> WHAT TO WORK ON: Copy everything from the top of the items below down through the line containing "52L241 50L255 48L255", swapping "flat roof" for "rooftop" and leaving all else unchanged. Give only those lines.

(Boundary labeling items)

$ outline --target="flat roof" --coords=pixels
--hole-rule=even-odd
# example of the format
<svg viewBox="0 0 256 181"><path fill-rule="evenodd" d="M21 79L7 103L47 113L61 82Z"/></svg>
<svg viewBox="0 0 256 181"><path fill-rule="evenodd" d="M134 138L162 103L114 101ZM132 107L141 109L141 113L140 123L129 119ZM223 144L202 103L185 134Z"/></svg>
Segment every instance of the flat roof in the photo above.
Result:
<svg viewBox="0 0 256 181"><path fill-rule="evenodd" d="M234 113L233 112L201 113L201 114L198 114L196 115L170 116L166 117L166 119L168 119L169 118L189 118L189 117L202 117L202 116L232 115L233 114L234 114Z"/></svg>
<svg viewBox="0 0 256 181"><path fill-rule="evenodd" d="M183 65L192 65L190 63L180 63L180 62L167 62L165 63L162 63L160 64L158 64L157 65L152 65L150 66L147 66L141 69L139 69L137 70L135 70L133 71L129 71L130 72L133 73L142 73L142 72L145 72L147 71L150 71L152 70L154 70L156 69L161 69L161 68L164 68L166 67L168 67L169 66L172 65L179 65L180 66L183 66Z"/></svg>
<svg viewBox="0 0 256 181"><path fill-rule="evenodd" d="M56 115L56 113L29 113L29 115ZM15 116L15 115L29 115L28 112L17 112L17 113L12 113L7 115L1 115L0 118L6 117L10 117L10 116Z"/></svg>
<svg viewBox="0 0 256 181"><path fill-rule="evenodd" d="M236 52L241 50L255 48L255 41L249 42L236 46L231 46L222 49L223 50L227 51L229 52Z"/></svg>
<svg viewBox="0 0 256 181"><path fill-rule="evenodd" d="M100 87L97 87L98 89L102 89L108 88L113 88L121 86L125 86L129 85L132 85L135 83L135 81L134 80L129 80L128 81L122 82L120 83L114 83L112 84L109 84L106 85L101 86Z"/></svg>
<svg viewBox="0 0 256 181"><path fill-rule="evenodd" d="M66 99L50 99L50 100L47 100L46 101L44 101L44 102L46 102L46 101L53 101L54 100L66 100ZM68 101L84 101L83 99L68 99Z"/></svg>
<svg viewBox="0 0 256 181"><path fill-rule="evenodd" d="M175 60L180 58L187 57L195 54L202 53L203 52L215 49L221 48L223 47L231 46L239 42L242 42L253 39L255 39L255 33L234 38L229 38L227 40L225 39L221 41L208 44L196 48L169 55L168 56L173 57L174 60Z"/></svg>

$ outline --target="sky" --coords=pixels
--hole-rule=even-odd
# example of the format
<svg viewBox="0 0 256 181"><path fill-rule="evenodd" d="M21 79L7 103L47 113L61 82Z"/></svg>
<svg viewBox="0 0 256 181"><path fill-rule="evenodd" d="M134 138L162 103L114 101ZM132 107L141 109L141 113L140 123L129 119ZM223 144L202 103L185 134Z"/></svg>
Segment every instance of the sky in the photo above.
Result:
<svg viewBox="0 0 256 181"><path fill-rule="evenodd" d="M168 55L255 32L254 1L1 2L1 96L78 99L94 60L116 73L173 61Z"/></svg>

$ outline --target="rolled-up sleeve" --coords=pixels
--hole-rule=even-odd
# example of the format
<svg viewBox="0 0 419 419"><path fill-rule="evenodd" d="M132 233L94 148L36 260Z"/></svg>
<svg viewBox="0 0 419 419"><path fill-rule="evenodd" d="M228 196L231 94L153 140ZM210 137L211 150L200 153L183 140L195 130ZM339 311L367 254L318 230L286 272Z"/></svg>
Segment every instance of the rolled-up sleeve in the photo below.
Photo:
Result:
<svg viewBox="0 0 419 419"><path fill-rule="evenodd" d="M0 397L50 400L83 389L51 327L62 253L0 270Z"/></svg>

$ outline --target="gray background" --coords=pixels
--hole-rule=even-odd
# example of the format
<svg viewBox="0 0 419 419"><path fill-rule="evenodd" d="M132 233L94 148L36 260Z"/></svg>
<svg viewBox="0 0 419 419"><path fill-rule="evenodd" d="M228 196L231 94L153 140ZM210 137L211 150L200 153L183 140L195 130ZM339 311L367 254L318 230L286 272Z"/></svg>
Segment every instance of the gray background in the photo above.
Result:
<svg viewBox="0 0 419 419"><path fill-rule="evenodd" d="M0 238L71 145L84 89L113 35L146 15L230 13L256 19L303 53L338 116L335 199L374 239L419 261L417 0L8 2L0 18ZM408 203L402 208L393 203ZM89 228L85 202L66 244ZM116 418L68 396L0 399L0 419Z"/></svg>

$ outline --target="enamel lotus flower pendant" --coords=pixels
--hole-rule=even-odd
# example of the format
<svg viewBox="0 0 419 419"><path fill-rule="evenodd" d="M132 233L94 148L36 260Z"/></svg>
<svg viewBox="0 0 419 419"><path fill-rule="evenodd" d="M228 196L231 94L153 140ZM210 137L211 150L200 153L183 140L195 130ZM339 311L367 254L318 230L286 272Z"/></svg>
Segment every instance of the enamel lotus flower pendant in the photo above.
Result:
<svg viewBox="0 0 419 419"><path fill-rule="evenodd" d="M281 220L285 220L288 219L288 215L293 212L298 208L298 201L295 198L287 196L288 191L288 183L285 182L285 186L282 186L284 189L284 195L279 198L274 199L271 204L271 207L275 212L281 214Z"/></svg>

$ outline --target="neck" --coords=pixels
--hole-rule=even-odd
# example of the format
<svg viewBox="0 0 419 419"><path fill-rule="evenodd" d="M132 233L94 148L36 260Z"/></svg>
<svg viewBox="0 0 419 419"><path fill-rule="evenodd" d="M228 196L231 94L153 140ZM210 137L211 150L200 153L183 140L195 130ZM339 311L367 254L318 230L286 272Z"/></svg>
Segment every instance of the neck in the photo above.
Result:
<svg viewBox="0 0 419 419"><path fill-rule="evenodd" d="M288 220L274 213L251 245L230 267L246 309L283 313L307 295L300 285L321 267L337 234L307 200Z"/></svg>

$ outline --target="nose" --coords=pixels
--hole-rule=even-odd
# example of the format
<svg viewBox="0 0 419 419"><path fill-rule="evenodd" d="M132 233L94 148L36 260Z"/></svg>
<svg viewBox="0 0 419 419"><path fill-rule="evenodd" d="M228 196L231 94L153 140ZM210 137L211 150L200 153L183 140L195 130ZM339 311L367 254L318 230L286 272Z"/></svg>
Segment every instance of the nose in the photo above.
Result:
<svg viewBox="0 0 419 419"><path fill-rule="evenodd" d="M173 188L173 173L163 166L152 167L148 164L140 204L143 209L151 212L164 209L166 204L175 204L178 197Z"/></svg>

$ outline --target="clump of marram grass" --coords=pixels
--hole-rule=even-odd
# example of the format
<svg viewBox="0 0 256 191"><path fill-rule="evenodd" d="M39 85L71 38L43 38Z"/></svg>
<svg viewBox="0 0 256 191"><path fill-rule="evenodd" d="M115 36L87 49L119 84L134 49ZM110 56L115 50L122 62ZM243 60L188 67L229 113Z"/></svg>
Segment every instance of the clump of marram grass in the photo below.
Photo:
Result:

> RESPONSE FOR THIS EXERCISE:
$ outline --target="rooftop" --coords=pixels
--hole-rule=even-odd
# example of the format
<svg viewBox="0 0 256 181"><path fill-rule="evenodd" d="M21 79L7 103L47 113L61 82Z"/></svg>
<svg viewBox="0 0 256 181"><path fill-rule="evenodd" d="M134 138L162 103L114 101ZM132 107L141 109L141 113L140 123L129 119ZM223 144L202 103L185 134Z"/></svg>
Segment every instance of the rooftop in the photo above.
Result:
<svg viewBox="0 0 256 181"><path fill-rule="evenodd" d="M234 113L233 112L201 113L201 114L198 114L196 115L170 116L166 117L166 119L168 119L169 118L189 118L189 117L202 117L202 116L232 115L233 114L234 114Z"/></svg>
<svg viewBox="0 0 256 181"><path fill-rule="evenodd" d="M183 65L192 65L190 63L180 63L180 62L167 62L165 63L162 63L160 64L158 64L157 65L152 65L150 66L147 66L141 69L139 69L137 70L135 70L133 71L129 71L130 72L133 73L142 73L142 72L145 72L147 71L150 71L152 70L154 70L156 69L161 69L161 68L164 68L166 67L168 67L169 66L172 65L179 65L180 66L183 66Z"/></svg>
<svg viewBox="0 0 256 181"><path fill-rule="evenodd" d="M56 115L56 113L29 113L29 115ZM15 116L15 115L29 115L28 112L17 112L17 113L12 113L7 115L1 115L0 118L6 117L10 117L10 116Z"/></svg>
<svg viewBox="0 0 256 181"><path fill-rule="evenodd" d="M236 52L241 50L255 48L255 41L249 42L236 46L231 46L222 49L223 50L227 51L229 52Z"/></svg>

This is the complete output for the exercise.